====== Provided passage

Americans, by contrast, believe in absolute security. They find it hard to tolerate anything short of that.

We have to acknowledge that the instigators of the delusional break from reality have been our leaders – in government, in the media, among those who are profiting handsomely from the Global War on Terror, and (perhaps saddest of all) the political class and intellectual elites generally.

They have been either accessories to the plunge into a world of delusion, or skillful beneficiaries in status and acclaim, not least because “fighting terror” created a lot of budget appropriations (and hence opportunities for people on the inside to get rich).

Did Obama expand the Bush framework?

Any doubters need to acknowledge that two successive presidents – Bush II and Obama — with very different personalities and world outlooks have misled the American public into believing that the threat is far greater, more pervasive and menacing that in fact it ever has been. They bear the primary responsibility.

While President Bush was clear in pursuing his agenda, President Obama is a more elusive figure. He has continued the War on Terror bequeathed to him by his predecessor, with only minor modifications.

President Obama’s commitment in principle to end Bush’s Iraq War in practice meant escalation in Afghanistan and an unrelenting effort to keep a residual force in Iraq.

The latter failed only because Bush had already been outmaneuvered in the negotiations with al-Maliki on a Status of Forces Agreement. ISIS became the justification to bring U.S. forces back to Iraq anyway.

President Obama also extended greatly the geographic scope of the subterranean war conducted by the Special Operations Command. He expanded the use of drones several fold. He introduced targeted assassinations and “signature” killings of suspects.

The latter, no longer requiring presidential authorization each time, kills people for fitting a profile from the air, regardless of facts on the ground.

On the domestic front, regarding surveillance and spying, Obama actually has taken more aggressive steps than had the Bush administration. The assault on the Bill of Rights has reached unprecedented levels – including the aerial killing of U.S. citizens abroad without due process.

The net effect has been Obama’s twin policies of keeping the War on Terror at global full throttle and avoiding any discussion of purposes and premises. Instead, he swept everything unsavory under the rug.

Blind hyper-patriotism

To cover up all the absurdity and rights violations, there are now the omnipresent American flags – from lapel pins to the 30-foot banners that wave above car dealers.

============

Check your understanding:
• a. Reproduce verbatim the portion of the passage on the War on Terror that begins at the words "Any doubters need" and stops after the words "force in Iraq.".
• b. Extend the commentary on Obama and the War on Terror, picking up after its final sentence about the flags.

====== Dataset section

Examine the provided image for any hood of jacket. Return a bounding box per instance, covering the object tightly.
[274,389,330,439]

============

Task-by-task results:
• a.
Any doubters need to acknowledge that two successive presidents – Bush II and Obama — with very different personalities and world outlooks have misled the American public into believing that the threat is far greater, more pervasive and menacing that in fact it ever has been. They bear the primary responsibility.

While President Bush was clear in pursuing his agenda, President Obama is a more elusive figure. He has continued the War on Terror bequeathed to him by his predecessor, with only minor modifications.

President Obama’s commitment in principle to end Bush’s Iraq War in practice meant escalation in Afghanistan and an unrelenting effort to keep a residual force in Iraq.

• b.
They are analogues to the omnipresent crosses that symbolize America’s collective ordeal and abiding faith.

Under such glittering circumstances, shame loses its force as a motor for changing attitudes and behavior.

This is not the way a serious government conducts serious international business. Certainly, it clashes harshly with the presumed American role as model and lawgiver for the rest of the world.

We Americans have made a spectacle of ourselves in this global “war” – from Abu Ghraib to L. Paul Bremer III strutting around the Green Zone sporting a three-piece Brooks Brothers suit.

There have been middle-aged generals striding down the corridors of the Pentagon in the now obligatory camouflage fatigues.

There have been adrenalin-crazed, highly compensated mercenaries careening through the streets of Baghdad, Lahore and Kabul – causing death and mayhem.

To escape their toxic and deluded world of safety through aggression, Americans would have to face up to an unseemly reality that ill-matches the exalted self-image that we have of ourselves.

For the preservation of the American project, it is urgent that U.S. society wake itself up from this flag-draped bad dream that is the War on Terror – more than the initial attack itself.

But that would also require a mature acceptance – as other countries have – that not all bad things in this world can be prevented and that a free society worth living in comes with an occasional cost no matter what we might try to do.

Takeaways

US culture has a low tolerance for ambiguity and uncertainty, which warps its politics.

Other countries have suffered far worse things than 9/11. They know we cannot prevent all horrors.

Americans believe in absolute security. They find it hard to accept anything short of that.